**Task details**. Can you turn the lines of the items below into a JSON list of strings, one string per line, with blank lines left out?

**Material to process**.
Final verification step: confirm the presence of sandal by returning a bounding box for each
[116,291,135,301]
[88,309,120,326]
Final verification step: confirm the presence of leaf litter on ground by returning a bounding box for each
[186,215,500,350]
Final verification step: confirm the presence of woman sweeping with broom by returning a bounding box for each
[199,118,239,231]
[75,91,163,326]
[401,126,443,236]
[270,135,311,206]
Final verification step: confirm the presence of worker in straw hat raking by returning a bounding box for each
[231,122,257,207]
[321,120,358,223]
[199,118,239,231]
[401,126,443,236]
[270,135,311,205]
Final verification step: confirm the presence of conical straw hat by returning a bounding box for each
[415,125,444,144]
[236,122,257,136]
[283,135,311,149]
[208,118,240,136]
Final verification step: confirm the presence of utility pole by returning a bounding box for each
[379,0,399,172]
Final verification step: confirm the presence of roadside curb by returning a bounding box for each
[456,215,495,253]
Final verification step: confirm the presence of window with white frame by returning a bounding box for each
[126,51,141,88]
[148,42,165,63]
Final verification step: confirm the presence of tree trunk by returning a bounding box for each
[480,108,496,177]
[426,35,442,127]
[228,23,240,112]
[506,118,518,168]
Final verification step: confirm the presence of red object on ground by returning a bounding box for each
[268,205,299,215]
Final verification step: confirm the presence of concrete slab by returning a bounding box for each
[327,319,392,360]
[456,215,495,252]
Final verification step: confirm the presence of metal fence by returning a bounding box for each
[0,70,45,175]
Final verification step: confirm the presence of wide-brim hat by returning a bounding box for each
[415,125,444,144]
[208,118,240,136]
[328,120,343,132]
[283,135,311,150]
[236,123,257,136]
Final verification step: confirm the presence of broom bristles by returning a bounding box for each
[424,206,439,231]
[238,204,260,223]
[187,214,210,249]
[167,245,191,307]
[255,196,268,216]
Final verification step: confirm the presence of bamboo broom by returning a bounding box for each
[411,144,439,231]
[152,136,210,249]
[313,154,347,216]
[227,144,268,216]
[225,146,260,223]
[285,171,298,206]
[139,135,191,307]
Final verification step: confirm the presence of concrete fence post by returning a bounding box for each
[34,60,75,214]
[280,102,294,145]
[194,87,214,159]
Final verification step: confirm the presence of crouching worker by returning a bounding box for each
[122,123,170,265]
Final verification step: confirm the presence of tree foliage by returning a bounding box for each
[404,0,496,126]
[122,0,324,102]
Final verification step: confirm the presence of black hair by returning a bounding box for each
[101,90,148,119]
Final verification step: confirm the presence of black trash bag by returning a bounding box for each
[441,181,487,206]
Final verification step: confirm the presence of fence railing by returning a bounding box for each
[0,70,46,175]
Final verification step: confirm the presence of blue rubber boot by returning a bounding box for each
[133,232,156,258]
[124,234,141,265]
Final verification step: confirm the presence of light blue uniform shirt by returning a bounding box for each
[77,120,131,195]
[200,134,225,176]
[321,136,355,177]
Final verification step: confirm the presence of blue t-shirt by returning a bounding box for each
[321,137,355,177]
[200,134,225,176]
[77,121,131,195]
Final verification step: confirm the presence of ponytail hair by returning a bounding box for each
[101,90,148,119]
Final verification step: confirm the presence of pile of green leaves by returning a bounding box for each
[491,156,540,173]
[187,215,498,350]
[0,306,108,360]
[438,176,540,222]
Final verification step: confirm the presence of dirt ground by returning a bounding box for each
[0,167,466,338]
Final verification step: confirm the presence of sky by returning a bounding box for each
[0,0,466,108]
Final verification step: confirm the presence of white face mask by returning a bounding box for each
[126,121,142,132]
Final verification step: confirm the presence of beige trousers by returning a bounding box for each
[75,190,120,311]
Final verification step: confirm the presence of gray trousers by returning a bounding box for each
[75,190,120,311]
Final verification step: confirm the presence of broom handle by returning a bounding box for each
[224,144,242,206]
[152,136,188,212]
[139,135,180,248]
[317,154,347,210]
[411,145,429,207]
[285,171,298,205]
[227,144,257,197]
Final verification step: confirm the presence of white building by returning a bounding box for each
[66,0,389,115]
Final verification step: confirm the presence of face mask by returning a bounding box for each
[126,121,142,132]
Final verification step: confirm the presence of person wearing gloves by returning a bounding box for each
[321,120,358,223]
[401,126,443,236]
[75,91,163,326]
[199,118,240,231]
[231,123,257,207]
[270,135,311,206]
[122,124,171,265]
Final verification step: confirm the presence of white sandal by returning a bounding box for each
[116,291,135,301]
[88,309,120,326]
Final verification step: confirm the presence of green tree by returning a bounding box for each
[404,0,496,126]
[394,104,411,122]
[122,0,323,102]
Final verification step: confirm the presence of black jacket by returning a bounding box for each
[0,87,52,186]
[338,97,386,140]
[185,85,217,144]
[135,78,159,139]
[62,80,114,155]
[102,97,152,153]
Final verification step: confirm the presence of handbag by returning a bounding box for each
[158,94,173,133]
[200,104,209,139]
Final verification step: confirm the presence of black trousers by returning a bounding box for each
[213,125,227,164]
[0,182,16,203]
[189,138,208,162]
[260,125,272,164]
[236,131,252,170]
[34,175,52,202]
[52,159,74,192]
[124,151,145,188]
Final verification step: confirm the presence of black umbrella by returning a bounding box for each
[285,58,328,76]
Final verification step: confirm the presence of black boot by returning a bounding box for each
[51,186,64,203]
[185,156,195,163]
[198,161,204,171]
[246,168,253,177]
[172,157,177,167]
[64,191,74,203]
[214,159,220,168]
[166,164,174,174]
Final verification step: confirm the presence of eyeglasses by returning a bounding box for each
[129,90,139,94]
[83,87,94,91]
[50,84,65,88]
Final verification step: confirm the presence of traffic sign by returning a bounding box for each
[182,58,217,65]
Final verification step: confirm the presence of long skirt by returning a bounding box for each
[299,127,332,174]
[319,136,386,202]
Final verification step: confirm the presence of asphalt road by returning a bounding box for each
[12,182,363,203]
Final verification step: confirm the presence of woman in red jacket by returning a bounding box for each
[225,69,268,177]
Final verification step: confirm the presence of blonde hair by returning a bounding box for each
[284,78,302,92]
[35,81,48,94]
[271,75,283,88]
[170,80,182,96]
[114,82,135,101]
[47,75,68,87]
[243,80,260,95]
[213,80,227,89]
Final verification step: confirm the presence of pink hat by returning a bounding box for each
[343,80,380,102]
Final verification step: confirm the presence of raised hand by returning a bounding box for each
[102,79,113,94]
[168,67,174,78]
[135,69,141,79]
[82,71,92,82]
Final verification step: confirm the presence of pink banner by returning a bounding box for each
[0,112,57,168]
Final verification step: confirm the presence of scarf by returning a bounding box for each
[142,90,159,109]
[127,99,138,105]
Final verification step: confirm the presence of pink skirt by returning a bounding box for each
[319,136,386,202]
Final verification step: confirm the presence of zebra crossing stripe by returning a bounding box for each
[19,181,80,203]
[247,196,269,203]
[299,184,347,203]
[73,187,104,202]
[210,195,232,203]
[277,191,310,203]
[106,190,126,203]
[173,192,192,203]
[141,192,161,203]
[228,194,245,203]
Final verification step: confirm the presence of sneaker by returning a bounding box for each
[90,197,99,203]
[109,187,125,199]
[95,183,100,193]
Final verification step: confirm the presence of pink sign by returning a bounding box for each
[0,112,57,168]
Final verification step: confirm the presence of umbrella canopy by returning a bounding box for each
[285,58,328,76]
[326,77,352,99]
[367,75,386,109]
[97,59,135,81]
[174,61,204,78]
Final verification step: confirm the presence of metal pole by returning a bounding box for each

**Answer to the problem**.
[
  "Final verification step: confirm the presence of sandal by returning a bounding box for each",
  "[116,291,135,301]",
  "[88,309,120,326]",
  "Final verification step: confirm the presence of leaf litter on ground by returning a bounding box for each",
  "[186,215,500,350]",
  "Final verification step: confirm the presence of woman sweeping with broom by returning a bounding box for each",
  "[199,118,239,231]",
  "[75,91,163,326]",
  "[401,126,443,236]",
  "[270,135,311,206]",
  "Final verification step: confirm the presence of worker in straw hat raking by returning a bounding box for each",
  "[231,122,257,207]",
  "[321,120,358,223]",
  "[199,118,239,231]",
  "[401,126,443,236]",
  "[270,135,311,205]",
  "Final verification step: confirm the presence of conical straw hat by returning a bounding box for each",
  "[415,125,444,144]",
  "[236,122,257,136]",
  "[283,135,311,149]",
  "[208,118,240,136]",
  "Final verification step: confirm the presence of utility pole by returning a bounding box for each",
  "[379,0,399,172]",
  "Final verification step: confirm the presence of roadside curb by returning a bounding box for each",
  "[456,215,495,253]",
  "Final verification step: confirm the presence of window with white frame by returning a bounding box for each",
  "[126,51,141,88]",
  "[148,42,165,63]",
  "Final verification step: confirm the presence of tree trunk by returning a bounding box for each",
  "[480,108,496,177]",
  "[426,35,442,127]",
  "[228,23,240,112]",
  "[506,118,518,168]",
  "Final verification step: confirm the presence of red object on ground by returning a bounding box for each",
  "[268,205,299,215]",
  "Final verification step: confirm the presence of concrete slab by returning a bounding box for each",
  "[327,319,392,360]",
  "[456,215,495,252]",
  "Final verification step: confirm the presence of metal fence by returning a bounding box for each",
  "[0,70,45,175]",
  "Final verification step: confirm the presence of wide-brim hat by returning a bounding box for each",
  "[415,125,444,144]",
  "[208,118,240,136]",
  "[328,120,343,132]",
  "[283,135,311,150]",
  "[236,123,257,136]",
  "Final verification step: confirm the presence of broom bristles by returning a bounding box for each",
  "[424,206,439,231]",
  "[238,204,260,223]",
  "[187,214,210,249]",
  "[167,245,191,307]",
  "[255,196,268,216]",
  "Final verification step: confirm the presence of bamboo broom by returning a bounding box for each",
  "[411,144,439,231]",
  "[152,136,210,249]",
  "[313,154,347,216]",
  "[227,144,268,216]",
  "[225,146,260,223]",
  "[285,171,298,206]",
  "[139,135,191,307]",
  "Final verification step: confirm the presence of concrete fence post by returning a bounding box for each",
  "[34,60,75,214]",
  "[280,102,294,145]",
  "[194,87,214,159]",
  "Final verification step: confirm the presence of crouching worker by returning a bounding box for each",
  "[122,123,170,265]",
  "Final verification step: confirm the presence of tree foliage by returning a bounding box for each",
  "[404,0,496,126]",
  "[122,0,324,102]",
  "Final verification step: confirm the presence of black hair by returning a bounding box for each",
  "[101,90,148,119]",
  "Final verification step: confirm the presence of black trash bag by returning a bounding box for each",
  "[441,181,487,206]",
  "Final verification step: confirm the presence of fence railing by returning a bounding box for each",
  "[0,70,46,175]",
  "Final verification step: confirm the presence of blue rubber boot by returning a bounding box for each",
  "[133,232,156,258]",
  "[124,234,141,265]",
  "Final verification step: confirm the presence of light blue uniform shirt by returning a bounding box for each",
  "[77,120,131,195]",
  "[200,134,225,176]",
  "[321,136,355,177]",
  "Final verification step: confirm the presence of blue t-shirt by returning a bounding box for each",
  "[321,137,355,177]",
  "[200,134,225,176]",
  "[77,121,131,195]",
  "Final verification step: confirm the presence of ponytail hair by returning a bounding box for each",
  "[101,90,148,119]",
  "Final verification step: confirm the presence of pile of green leaves by returning a bounding box for each",
  "[491,156,540,173]",
  "[187,215,498,350]",
  "[0,306,108,360]",
  "[438,176,540,222]",
  "Final verification step: confirm the presence of dirt ground by returning a bounding box for each",
  "[0,167,466,338]",
  "Final verification step: confirm the presence of sky by returning a bounding box for each",
  "[0,0,466,108]",
  "Final verification step: confirm the presence of white face mask by returning a bounding box for each",
  "[126,121,142,132]",
  "Final verification step: confirm the presence of beige trousers by returning a bounding box for each",
  "[75,190,120,311]",
  "Final verification step: confirm the presence of gray trousers by returning a bounding box for each",
  "[75,190,120,311]",
  "Final verification step: confirm the presence of broom handle by returning a bounding box for each",
  "[224,144,242,206]",
  "[152,136,188,212]",
  "[139,135,180,248]",
  "[317,154,347,210]",
  "[411,145,429,207]",
  "[285,171,298,205]",
  "[227,144,257,197]",
  "Final verification step: confirm the presence of white building by returning a bounding box for each",
  "[66,0,389,115]",
  "Final verification step: confirm the presence of face mask by returning a bounding box for each",
  "[126,121,142,132]",
  "Final verification step: confirm the presence of person wearing gloves by returning a bounding box for each",
  "[321,120,358,223]",
  "[401,126,443,236]",
  "[75,91,163,326]",
  "[199,118,240,231]",
  "[231,123,257,207]",
  "[270,135,311,206]",
  "[122,124,171,265]",
  "Final verification step: confirm the presence of white sandal by returning a bounding box for each",
  "[116,291,135,301]",
  "[88,309,120,326]",
  "Final verification step: confirm the presence of green tree by returning a bounding box for each",
  "[404,0,496,126]",
  "[394,104,411,122]",
  "[122,0,323,102]",
  "Final verification step: confirm the presence of black jacket by returning a bounding box for each",
  "[0,87,52,186]",
  "[338,97,386,140]",
  "[185,85,217,144]",
  "[135,78,159,139]",
  "[62,80,114,155]",
  "[102,97,152,153]",
  "Final verification step: confirm the presence of handbag by returning a bounding box for each",
  "[158,94,173,133]",
  "[200,104,209,139]",
  "Final verification step: confirm the presence of black trousers by returning a bounding box for each",
  "[213,125,227,164]",
  "[0,182,16,203]",
  "[189,138,208,162]",
  "[260,125,272,164]",
  "[236,131,252,170]",
  "[34,175,52,202]",
  "[52,159,74,192]",
  "[124,151,145,188]",
  "Final verification step: confirm the presence of black umbrella by returning a bounding box for each",
  "[285,58,328,76]",
  "Final verification step: confirm the presence of black boot by returning a bounding box for each",
  "[51,186,64,203]",
  "[185,156,195,163]",
  "[198,161,204,171]",
  "[246,168,253,177]",
  "[172,157,177,167]",
  "[64,191,74,203]",
  "[214,159,220,168]",
  "[166,164,174,174]",
  "Final verification step: confirm the presence of eyeglasses by returning a bounding box for each",
  "[129,90,139,94]",
  "[83,87,94,91]",
  "[50,84,65,88]",
  "Final verification step: confirm the presence of traffic sign by returning a bounding box for each",
  "[182,58,217,65]",
  "Final verification step: confirm the presence of long skirt by returning a bounding box for each",
  "[299,127,332,174]",
  "[319,136,386,202]",
  "Final verification step: confirm the presence of asphalt road by returning a bounding box for each",
  "[12,182,363,203]",
  "Final verification step: confirm the presence of woman in red jacket by returning a bounding box for each",
  "[225,69,268,177]",
  "Final verification step: confirm the presence of blonde hair by returning a bounding box for each",
  "[284,78,302,92]",
  "[35,81,48,94]",
  "[271,75,283,88]",
  "[170,80,182,96]",
  "[114,82,135,101]",
  "[47,75,68,87]",
  "[243,80,260,95]",
  "[213,80,227,89]",
  "Final verification step: confirm the presence of pink hat by returning a bounding box for each",
  "[343,80,380,102]",
  "Final verification step: confirm the presence of raised hand by returning a bounding box for each",
  "[102,79,113,94]",
  "[168,67,174,78]",
  "[135,69,141,79]",
  "[82,71,92,82]",
  "Final verification step: confirm the presence of pink banner by returning a bounding box for each",
  "[0,112,57,168]",
  "Final verification step: confirm the presence of scarf by returning a bounding box for each",
  "[142,90,159,109]",
  "[127,99,138,105]",
  "Final verification step: confirm the presence of pink skirt by returning a bounding box for each",
  "[319,136,386,202]",
  "Final verification step: confirm the presence of zebra crossing stripe by returning a bounding box for each",
  "[19,181,80,203]",
  "[247,196,269,203]",
  "[299,184,347,203]",
  "[73,187,104,202]",
  "[210,195,232,203]",
  "[277,191,310,203]",
  "[106,190,126,203]",
  "[173,192,192,203]",
  "[141,192,161,203]",
  "[228,194,245,203]",
  "Final verification step: confirm the presence of sneaker by returning a bounding box for each",
  "[90,197,99,203]",
  "[109,187,125,199]",
  "[95,183,100,193]",
  "Final verification step: confirm the presence of pink sign by returning a bounding box for each",
  "[0,112,57,168]",
  "Final verification step: confirm the presence of umbrella canopy by returning a bounding box for each",
  "[285,58,328,76]",
  "[326,77,352,99]",
  "[367,75,386,109]",
  "[97,59,135,81]",
  "[174,61,204,78]",
  "Final verification step: confirm the presence of metal pole by returning a bounding box for each"
]